◆ **AIM OF THE EXERCISE**: From the passage on switching veterinary software, can you return the part that begins at the words "It should be able" and stops after "feel less overwhelming.", copied word for word?

◆ **TEXT SEGMENT**:
▽

There is no universal right answer, but it is helpful to know who is shaping the product you rely on every day.

  1. Is the system built for where veterinary medicine is going?

Veterinary medicine is evolving quickly. AI-assisted tools, better analytics, improved communication platforms, and workflow-focused design are becoming increasingly important. A good system should not just solve today’s problems. It should be positioned to support where the profession is headed next.

It should be able to bend and pivot right along with veterinary medicine. 

Confidence comes from clarity

When you step back and look at questions like these, something interesting happens.

The decision starts to feel less overwhelming.

Because a confident switch is not about hoping everything works out. It is about knowing why you are making the change.

Every hospital will have a slightly different list of priorities. Client communication might matter most for one practice. Workflow might matter more to another. Support, reporting, and preventive care tools may rise to the top for others.

But when those answers become clear, the decision stops feeling like a leap and starts feeling like a step forward.

What a Confident Switch Looks Like After Launch

There is another part of this conversation that does not get talked about enough.

What does it actually look like once the system is live? A confident switch is not just about the decision. It is about what daily life looks like afterward. In a real clinic, you can feel the difference pretty quickly.

Records start getting finished during the appointment instead of hours later. Doctors are reviewing and completing SOAPs before the client even reaches the front desk. The stack of charts waiting at the end of the day quietly disappears.

△

◆ **Referring expression data**:
▽

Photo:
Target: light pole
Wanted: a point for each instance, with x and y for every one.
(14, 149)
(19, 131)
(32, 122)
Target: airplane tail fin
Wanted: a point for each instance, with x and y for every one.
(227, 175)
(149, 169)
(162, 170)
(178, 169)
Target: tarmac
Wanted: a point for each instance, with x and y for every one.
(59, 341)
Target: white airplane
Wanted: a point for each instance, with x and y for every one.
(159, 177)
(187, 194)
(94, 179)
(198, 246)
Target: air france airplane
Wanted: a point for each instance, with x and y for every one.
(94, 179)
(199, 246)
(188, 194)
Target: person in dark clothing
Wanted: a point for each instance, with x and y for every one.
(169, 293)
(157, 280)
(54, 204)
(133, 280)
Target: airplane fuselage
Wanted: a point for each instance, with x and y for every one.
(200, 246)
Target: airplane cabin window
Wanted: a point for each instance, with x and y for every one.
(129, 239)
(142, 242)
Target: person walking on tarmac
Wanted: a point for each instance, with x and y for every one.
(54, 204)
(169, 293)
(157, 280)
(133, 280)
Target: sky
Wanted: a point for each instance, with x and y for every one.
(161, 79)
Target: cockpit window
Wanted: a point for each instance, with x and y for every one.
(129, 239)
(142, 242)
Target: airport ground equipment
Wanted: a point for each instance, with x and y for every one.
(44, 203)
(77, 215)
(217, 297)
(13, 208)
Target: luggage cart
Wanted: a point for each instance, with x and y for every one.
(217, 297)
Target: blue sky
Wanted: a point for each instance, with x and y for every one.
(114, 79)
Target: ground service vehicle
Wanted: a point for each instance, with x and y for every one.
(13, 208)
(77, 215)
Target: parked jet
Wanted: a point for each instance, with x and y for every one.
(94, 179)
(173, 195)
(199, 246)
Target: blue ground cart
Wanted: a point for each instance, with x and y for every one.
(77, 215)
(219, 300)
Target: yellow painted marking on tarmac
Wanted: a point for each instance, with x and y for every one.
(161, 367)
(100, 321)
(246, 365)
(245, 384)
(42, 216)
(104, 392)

△

◆ **OUTPUT**:
It should be able to bend and pivot right along with veterinary medicine. 

Confidence comes from clarity

When you step back and look at questions like these, something interesting happens.

The decision starts to feel less overwhelming.